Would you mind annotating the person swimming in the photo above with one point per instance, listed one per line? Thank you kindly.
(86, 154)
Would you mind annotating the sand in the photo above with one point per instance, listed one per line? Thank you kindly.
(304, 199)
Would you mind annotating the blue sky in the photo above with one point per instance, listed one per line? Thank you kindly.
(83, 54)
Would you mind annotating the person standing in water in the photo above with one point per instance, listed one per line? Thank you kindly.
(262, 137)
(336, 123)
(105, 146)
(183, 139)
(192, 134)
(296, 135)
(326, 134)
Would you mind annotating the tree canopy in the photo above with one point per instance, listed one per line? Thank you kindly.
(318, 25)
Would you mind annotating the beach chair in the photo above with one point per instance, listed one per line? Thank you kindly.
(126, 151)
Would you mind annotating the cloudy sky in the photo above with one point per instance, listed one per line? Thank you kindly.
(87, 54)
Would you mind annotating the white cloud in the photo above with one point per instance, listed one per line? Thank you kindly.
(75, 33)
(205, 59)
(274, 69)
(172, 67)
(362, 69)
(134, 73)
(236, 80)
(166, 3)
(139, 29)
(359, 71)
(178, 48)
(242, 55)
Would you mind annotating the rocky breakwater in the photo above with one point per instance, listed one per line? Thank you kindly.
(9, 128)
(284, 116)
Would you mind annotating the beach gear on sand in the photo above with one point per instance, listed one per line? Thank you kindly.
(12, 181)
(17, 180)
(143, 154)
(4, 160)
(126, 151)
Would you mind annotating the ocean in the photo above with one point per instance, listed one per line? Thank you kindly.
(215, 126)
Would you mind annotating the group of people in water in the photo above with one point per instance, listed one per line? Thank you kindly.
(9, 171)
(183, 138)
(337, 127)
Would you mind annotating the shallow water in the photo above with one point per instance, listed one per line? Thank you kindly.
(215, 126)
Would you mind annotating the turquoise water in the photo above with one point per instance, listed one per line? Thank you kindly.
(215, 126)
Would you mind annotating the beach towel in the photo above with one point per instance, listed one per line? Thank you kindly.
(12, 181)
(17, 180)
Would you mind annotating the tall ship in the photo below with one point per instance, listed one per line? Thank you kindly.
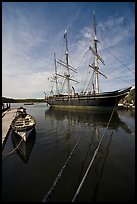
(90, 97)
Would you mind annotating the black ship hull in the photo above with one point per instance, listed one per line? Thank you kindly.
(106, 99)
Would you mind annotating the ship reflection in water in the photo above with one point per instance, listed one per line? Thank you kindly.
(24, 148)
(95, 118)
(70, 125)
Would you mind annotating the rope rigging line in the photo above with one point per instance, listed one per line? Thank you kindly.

--- Exercise brief ---
Convert the rows, starting with the line that contains "Would you mind annotating the tall" and going on through the end of the rows, into a JSON list of strings with one string per line, leaving out blank lines and the pictures.

--- Answer to the problem ---
[
  "Would you mind annotating the tall ship in the photo below with one point per instance, listed one per line? Thank you kindly.",
  "(90, 97)",
  "Would you mind annotating the black ship hull in the photo above with one point per instance, listed one per line? Thank you kindly.",
  "(106, 99)",
  "Would you mind annotating the ship reflection in water in the photo above with one point per instance, listed one per line? Thank you kindly.",
  "(24, 148)",
  "(95, 118)",
  "(70, 125)",
  "Would you mind annotating the rope rigging line in the photo above with one point per instance, listed one per line? Thank you kindly."
]